ABOUT THIS EXERCISE: Please retype all the records below exactly as they read.

Dataset entries:
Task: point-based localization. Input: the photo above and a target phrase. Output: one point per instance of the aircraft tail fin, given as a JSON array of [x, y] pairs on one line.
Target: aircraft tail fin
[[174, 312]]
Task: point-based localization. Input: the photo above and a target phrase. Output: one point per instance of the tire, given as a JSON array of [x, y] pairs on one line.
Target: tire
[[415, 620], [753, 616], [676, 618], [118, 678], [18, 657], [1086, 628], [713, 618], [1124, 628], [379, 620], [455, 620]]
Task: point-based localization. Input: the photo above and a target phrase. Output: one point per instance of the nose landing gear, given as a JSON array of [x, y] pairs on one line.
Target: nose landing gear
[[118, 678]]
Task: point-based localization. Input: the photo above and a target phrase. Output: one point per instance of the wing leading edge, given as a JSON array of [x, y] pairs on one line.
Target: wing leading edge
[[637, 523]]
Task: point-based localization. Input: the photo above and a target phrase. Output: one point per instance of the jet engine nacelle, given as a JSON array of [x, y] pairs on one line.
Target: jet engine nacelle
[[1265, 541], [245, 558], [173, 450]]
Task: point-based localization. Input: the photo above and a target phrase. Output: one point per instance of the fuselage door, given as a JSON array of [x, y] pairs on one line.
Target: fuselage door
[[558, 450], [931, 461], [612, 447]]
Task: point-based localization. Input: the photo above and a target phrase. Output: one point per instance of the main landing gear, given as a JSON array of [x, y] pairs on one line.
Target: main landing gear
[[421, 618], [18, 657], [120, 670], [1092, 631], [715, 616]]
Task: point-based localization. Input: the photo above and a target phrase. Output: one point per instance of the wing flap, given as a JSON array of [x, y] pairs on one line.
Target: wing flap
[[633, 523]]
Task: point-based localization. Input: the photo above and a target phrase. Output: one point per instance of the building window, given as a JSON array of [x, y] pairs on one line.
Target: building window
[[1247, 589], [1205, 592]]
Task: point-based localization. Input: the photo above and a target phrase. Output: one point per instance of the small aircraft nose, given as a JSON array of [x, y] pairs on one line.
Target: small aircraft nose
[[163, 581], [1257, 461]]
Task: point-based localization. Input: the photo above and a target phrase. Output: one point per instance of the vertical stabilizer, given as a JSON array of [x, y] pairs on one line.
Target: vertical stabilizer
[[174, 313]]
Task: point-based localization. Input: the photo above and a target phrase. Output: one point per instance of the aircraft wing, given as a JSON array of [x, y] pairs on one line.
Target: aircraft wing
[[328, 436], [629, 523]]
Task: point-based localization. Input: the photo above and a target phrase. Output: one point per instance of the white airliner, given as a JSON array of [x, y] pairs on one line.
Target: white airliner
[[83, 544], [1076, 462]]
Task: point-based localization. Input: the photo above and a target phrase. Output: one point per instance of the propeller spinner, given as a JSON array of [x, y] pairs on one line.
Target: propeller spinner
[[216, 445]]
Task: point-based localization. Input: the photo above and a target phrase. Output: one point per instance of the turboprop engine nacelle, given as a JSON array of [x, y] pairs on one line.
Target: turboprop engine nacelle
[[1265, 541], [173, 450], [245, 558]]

ANSWER TO THIS EXERCISE:
Task: point-based localization. Input: the photo above and a target phrase. Output: one point per instance of the aircraft tail fin, given as a JSON array of [x, y] pairs on one line.
Target: aircraft tail fin
[[174, 312]]
Task: point-based localization. Input: the photo above and a target phrase. Output: one point per instance of the tire, given as a JSON array of [x, y] pairs on one line.
Target: tire
[[415, 620], [753, 616], [676, 618], [118, 678], [18, 657], [1086, 628], [713, 618], [1124, 628], [379, 620], [455, 620]]
Task: point-based localization. Input: the photo above and a target phrase. Output: one point per instance of the nose landing gear, given as a JSON array of [x, y] pairs on one line.
Target: nose landing gear
[[118, 678]]
Task: point-based localization. Input: the photo above and a target phrase. Output: one point per instance of the wing leading edge, given as a JSON array of [x, y] pairs on one line.
Target: wing leading edge
[[637, 523]]
Task: point-based localization. Input: the photo above and a target phrase. Output: one point per instance of the jet engine nacelle, given as a JSON array of [x, y] pairs on one line.
Target: jet engine nacelle
[[1265, 541], [245, 558], [173, 450]]
Task: point-based localization. Input: the photo above and a target phrase. Output: one point per instance of the fuselage door, given as a JSON array of [x, y] pairs on one line.
Target: fuselage door
[[558, 450], [931, 461], [612, 447]]
Task: point-based localization. Input: the photo above and a target phrase. Output: one point per instance of the main landing gear, given as a JSON array of [x, y] pairs on one line.
Target: main landing gear
[[421, 618], [18, 657], [120, 670], [1092, 631], [715, 616]]
Task: point-based localization. Input: the photo above and a target phrase. Output: one point per instance of the wing flap, given as a JSON array of [x, y] pairs on one line.
Target: wing flap
[[633, 523]]
Task: point-based localization. Input: the photo above and a target phrase. Output: one point per instance of the building window, given as a JSON array of [x, y] pairs on one line.
Target: building window
[[1247, 589], [1205, 592]]
Task: point-based localization. Input: the photo above and a target phrase. Output: one point per instance of the small aircraft nose, given as a JSON array of [x, y] pairs on one line.
Target: small aircraft nose
[[163, 581], [1257, 461]]
Task: point-based localization. Input: the photo above and a target phrase. Output: one point per instance of the vertical stabilizer, given as a JSON array of [x, y] pairs on one line.
Target: vertical stabilizer
[[174, 313]]
Task: point-based localization. Input: the photo above and a target phrase. Output: one point per instance of the aircraft wing, given as a JSON array of [x, y] pairs on one line.
Target: aircraft wing
[[328, 436], [629, 523]]
Task: point-based localization. Input: the photo above and a target phrase. Output: one point per instance of the white airliner, given as a JSON array of [x, y] pairs on one line.
Target: white airliner
[[83, 544], [1076, 462]]
Task: point-based localization. Input: the photo above and a target phrase. Output: one point per instance of the propeller spinner, given as a JSON array of [x, y] pairs on one line.
Target: propeller spinner
[[216, 445]]
Task: point-based localization. Input: the photo above and a target phrase. Output: one point per instance of the turboprop engine nacelle, given as a JSON array of [x, y] pairs on one line.
Target: turboprop engine nacelle
[[1265, 541], [173, 450], [245, 558]]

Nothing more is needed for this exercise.